### Exercise instructions
What lines in the records below contain the string "sleeve"? Copy every one.

### Source records
◇ ◇ ◇ ◇ ◇

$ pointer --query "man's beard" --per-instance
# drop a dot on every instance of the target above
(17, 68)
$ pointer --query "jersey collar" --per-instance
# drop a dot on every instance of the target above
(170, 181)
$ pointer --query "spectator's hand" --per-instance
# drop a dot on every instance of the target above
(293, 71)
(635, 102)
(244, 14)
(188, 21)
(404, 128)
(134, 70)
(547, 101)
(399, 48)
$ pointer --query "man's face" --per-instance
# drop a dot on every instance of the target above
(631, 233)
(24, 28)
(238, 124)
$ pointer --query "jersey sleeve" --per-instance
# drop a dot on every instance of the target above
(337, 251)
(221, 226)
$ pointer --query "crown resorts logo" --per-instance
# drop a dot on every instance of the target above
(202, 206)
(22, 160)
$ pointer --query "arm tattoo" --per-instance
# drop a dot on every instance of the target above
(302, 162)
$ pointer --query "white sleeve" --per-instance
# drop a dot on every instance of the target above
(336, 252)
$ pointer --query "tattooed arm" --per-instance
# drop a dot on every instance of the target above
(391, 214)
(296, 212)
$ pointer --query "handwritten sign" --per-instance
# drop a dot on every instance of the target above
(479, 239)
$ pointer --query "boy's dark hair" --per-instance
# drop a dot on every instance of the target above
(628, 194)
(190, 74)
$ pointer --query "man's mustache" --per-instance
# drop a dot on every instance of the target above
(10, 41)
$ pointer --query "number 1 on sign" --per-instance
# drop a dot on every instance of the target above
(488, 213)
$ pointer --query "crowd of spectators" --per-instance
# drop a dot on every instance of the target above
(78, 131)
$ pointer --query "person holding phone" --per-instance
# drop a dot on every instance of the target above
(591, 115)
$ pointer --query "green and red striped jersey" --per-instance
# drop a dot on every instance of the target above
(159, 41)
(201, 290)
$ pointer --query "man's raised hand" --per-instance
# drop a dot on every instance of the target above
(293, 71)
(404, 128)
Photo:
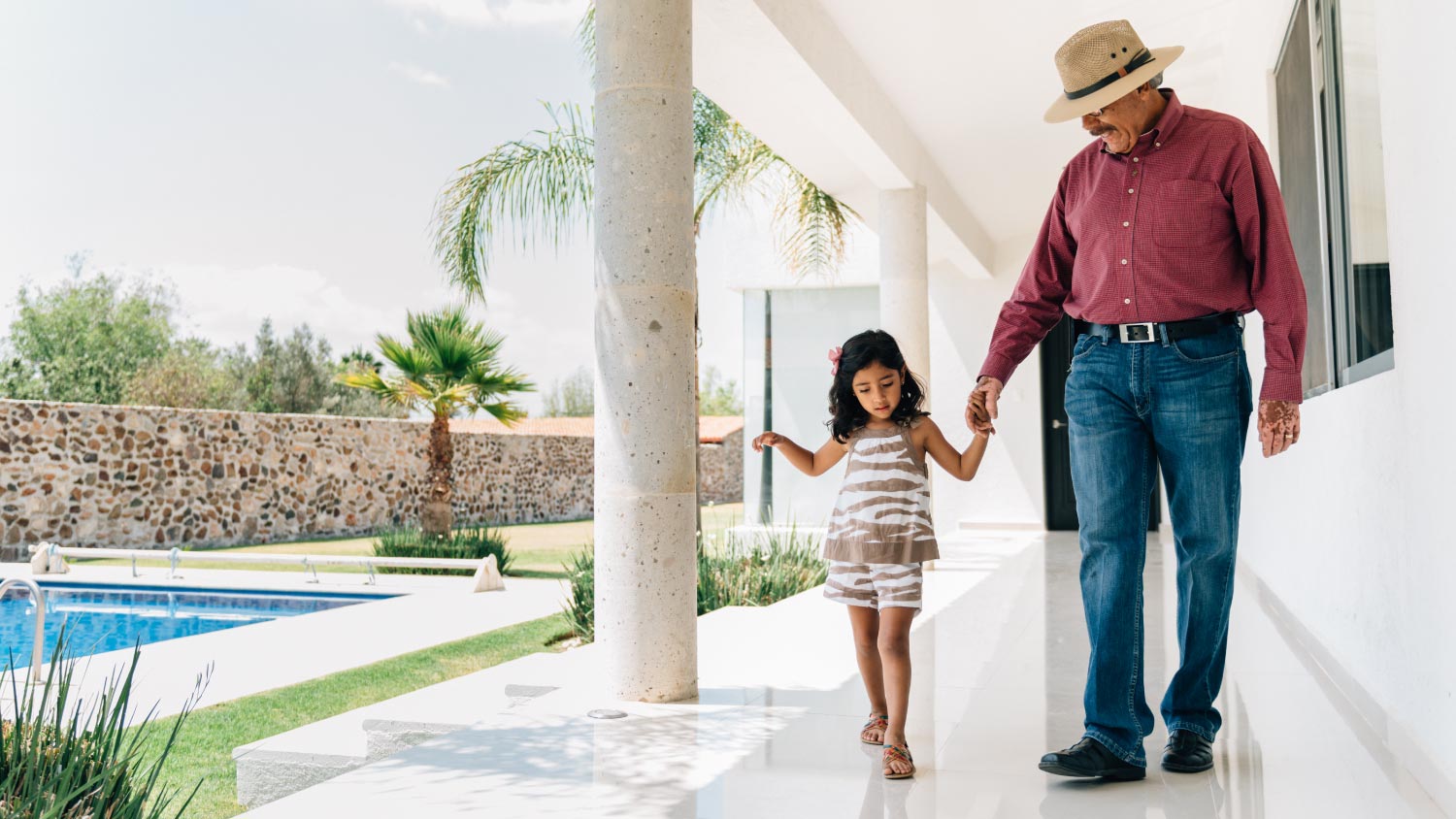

◇ ◇ ◇ ◇ ◇

### Reply
$ pointer --query "jersey sleeve" --per-instance
$ pointer --query "white sleeve" --per-instance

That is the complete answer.